### TRY IT
The output should be every line below that includes the word "give".

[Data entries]
——————
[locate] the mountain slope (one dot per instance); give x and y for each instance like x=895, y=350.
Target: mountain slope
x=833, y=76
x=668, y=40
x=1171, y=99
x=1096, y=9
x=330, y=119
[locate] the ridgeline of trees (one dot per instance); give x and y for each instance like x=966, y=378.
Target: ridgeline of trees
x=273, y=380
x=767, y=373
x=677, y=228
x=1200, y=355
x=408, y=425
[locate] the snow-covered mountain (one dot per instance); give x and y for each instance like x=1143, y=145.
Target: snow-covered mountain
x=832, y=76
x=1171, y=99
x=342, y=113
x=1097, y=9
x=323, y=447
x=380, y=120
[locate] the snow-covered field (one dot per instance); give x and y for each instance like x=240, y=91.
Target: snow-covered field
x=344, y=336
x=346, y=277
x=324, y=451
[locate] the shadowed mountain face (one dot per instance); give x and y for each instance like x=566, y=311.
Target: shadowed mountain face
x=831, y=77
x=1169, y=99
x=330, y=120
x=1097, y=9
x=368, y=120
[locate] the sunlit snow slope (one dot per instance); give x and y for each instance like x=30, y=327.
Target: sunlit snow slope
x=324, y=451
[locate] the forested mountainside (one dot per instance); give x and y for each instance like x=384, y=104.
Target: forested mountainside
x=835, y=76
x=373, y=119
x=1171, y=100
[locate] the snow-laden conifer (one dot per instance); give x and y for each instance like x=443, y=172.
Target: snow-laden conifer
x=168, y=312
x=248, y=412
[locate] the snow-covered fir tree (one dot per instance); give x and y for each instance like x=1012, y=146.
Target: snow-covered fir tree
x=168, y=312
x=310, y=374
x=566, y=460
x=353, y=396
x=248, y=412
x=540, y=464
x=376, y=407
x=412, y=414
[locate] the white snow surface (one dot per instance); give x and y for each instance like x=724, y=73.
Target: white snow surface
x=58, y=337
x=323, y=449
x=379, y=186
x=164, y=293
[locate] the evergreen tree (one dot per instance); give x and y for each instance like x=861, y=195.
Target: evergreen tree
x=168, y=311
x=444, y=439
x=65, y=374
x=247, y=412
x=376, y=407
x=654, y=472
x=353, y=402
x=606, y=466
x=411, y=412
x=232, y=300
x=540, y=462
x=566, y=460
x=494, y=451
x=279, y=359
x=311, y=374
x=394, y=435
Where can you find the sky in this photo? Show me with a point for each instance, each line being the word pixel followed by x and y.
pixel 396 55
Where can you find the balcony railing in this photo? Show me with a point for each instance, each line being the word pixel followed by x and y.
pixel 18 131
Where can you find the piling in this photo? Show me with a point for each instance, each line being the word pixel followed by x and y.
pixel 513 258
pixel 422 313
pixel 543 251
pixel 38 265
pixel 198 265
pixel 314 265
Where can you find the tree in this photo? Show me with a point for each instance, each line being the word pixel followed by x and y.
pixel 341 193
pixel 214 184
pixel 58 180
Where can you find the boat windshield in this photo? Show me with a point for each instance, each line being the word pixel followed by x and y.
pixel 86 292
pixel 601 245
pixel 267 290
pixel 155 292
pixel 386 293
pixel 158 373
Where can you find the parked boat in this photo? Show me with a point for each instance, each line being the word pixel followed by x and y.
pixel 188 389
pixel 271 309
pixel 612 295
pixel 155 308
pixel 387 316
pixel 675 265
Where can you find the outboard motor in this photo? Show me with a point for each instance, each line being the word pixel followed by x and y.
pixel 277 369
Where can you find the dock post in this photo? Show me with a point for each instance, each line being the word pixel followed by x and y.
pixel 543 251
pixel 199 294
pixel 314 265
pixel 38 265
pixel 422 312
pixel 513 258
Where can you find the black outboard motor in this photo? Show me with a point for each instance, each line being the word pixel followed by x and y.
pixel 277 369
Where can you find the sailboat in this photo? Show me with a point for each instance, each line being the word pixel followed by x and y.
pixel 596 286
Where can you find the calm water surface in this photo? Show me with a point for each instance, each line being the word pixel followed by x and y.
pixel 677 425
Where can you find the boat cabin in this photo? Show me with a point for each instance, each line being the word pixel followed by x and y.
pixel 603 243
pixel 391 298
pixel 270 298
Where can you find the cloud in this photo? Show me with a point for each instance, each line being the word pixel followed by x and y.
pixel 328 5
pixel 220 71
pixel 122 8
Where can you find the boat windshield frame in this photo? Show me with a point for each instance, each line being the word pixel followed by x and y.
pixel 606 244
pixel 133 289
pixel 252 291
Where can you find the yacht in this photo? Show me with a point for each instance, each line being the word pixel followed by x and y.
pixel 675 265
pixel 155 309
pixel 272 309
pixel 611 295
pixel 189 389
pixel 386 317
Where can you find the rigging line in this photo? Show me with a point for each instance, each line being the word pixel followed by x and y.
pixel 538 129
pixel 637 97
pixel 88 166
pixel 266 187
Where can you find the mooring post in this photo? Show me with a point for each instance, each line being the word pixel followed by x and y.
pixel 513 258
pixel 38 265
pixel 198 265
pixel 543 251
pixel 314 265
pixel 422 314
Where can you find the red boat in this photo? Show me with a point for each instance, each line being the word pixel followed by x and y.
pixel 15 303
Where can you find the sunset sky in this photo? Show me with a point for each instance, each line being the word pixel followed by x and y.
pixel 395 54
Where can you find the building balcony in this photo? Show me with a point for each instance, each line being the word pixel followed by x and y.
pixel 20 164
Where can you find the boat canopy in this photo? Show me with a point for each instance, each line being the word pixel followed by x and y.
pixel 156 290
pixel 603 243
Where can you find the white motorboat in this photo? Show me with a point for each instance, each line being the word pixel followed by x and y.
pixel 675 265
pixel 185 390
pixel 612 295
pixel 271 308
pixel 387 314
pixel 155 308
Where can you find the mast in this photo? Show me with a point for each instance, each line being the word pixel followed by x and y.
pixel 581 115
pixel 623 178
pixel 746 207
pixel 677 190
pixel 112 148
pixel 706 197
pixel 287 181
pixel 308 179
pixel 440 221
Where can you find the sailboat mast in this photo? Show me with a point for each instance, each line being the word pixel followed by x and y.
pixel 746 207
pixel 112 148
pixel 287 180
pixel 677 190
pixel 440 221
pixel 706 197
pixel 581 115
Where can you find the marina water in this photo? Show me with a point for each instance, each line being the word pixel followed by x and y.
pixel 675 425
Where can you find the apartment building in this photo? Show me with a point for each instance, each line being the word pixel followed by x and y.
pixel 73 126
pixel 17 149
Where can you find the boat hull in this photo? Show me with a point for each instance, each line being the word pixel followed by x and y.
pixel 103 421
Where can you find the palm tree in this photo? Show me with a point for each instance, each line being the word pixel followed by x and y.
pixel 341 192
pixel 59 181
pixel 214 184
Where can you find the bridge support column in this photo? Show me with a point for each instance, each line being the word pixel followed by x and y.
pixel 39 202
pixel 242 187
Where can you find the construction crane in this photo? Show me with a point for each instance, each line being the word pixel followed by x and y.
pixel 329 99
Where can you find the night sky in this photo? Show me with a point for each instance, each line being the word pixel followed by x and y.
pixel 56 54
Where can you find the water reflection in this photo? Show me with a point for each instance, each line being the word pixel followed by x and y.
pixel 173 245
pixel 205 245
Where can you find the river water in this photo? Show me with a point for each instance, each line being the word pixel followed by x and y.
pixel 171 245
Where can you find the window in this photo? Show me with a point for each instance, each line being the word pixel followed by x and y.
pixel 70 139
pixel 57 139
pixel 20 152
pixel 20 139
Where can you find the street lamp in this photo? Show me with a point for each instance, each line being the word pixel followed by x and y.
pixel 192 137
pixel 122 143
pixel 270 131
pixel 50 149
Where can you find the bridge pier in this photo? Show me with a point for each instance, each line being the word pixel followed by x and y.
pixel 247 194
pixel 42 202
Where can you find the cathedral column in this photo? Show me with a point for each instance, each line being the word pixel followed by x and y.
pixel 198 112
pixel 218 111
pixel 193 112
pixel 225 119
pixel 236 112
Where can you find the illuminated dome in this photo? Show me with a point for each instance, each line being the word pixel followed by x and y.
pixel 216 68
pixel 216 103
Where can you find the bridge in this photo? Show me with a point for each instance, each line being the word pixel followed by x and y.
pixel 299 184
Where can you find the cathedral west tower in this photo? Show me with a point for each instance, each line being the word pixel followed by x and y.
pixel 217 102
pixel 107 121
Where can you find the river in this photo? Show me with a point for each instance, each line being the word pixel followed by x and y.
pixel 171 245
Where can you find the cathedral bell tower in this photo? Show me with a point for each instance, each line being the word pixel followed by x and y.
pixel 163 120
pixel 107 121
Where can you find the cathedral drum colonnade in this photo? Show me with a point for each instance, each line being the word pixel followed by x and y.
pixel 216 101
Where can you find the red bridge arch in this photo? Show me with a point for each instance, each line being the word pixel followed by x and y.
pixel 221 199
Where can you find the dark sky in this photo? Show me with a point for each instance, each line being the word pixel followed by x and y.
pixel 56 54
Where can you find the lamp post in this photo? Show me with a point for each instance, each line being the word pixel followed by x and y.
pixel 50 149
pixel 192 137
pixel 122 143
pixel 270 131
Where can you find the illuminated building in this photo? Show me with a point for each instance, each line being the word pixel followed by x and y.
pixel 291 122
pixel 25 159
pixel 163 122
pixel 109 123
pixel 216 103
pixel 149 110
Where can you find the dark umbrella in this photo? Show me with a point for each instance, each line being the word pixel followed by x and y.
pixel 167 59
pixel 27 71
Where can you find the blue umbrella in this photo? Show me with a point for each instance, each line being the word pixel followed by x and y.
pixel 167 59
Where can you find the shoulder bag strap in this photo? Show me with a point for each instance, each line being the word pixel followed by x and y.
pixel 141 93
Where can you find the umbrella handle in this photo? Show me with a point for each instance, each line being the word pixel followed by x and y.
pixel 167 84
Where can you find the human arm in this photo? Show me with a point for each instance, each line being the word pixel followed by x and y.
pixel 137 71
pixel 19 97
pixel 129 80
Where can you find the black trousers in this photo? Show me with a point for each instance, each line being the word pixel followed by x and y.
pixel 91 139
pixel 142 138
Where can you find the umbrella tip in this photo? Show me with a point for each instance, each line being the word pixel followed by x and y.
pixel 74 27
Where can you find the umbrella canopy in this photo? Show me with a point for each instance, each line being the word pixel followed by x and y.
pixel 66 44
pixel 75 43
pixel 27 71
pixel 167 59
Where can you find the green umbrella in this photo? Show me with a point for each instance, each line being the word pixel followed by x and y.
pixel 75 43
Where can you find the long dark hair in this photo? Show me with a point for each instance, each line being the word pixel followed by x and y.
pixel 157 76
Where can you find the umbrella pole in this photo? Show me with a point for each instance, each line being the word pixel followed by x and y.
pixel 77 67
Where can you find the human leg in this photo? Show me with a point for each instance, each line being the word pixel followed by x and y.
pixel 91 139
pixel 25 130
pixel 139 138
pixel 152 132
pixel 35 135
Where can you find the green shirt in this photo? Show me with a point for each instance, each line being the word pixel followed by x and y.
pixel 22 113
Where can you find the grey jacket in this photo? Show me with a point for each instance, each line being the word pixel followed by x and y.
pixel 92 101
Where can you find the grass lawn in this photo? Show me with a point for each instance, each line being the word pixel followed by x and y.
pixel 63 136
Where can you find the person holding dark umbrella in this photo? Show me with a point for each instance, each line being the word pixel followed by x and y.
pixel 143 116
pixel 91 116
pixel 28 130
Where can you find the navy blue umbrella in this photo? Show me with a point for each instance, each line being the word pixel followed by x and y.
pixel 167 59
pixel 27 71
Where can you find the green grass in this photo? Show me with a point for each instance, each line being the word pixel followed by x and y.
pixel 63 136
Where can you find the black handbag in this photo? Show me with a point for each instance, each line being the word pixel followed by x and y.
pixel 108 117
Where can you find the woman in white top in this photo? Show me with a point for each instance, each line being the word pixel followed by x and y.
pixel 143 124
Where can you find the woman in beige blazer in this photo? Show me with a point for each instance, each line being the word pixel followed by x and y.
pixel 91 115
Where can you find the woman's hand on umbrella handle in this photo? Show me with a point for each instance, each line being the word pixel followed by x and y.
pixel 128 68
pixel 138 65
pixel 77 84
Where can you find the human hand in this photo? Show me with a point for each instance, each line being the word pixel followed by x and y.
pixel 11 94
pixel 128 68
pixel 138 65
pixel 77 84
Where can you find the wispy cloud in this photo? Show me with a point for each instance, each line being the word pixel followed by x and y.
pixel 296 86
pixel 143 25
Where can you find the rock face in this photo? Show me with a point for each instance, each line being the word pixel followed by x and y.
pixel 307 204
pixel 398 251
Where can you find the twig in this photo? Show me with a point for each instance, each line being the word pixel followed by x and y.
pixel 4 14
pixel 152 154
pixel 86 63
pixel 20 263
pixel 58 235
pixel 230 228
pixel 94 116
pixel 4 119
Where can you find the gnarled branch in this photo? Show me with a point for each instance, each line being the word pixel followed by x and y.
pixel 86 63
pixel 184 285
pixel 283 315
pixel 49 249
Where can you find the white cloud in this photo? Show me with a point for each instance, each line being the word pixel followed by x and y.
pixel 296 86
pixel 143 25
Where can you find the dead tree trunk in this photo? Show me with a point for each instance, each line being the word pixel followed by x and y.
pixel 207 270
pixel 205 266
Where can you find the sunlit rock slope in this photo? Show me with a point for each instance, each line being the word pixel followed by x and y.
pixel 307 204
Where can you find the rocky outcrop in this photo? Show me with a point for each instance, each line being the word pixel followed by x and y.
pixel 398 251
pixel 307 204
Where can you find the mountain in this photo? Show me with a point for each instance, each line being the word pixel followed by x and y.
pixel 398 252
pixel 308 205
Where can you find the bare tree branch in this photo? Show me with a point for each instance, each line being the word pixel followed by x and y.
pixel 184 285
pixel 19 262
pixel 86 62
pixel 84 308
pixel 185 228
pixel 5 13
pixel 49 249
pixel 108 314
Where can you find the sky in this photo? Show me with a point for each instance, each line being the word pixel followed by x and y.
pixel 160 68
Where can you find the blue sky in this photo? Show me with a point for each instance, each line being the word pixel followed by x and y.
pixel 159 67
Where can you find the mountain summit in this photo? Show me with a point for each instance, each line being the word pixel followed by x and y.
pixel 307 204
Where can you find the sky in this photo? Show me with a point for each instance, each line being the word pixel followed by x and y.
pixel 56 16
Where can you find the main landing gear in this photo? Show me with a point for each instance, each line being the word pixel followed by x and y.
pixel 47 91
——————
### PROBLEM SOLUTION
[locate] the mountain slope (one dot per instance); give x and y for each instance like x=895, y=350.
[locate] the ridgeline of trees (one dot per instance); give x and y for each instance like x=966, y=378.
[locate] the snow-covered mountain (one dot per instance); give x and y for each instance like x=1143, y=145.
[locate] the snow-covered field (one dot per instance); give x and y for each instance like x=240, y=91.
[locate] the shadowed mountain face (one dot per instance); give x and y for each instance like x=566, y=311.
[locate] the sunlit snow slope (one dot per instance); give x and y for each instance like x=30, y=327.
[locate] the forested mountainside (one dot per instance); give x and y for each instance like x=384, y=104.
[locate] the snow-laden conifer (one dot per instance); give x and y for each instance like x=443, y=172.
[locate] the snow-covered fir tree (one dot per instance); give x and y for each instance like x=1012, y=146.
[locate] the white snow surface (one dot per instance); give x and y for each instance like x=724, y=73.
[locate] the evergreen tree (one dot per instance); give x and y for each instance like x=861, y=195.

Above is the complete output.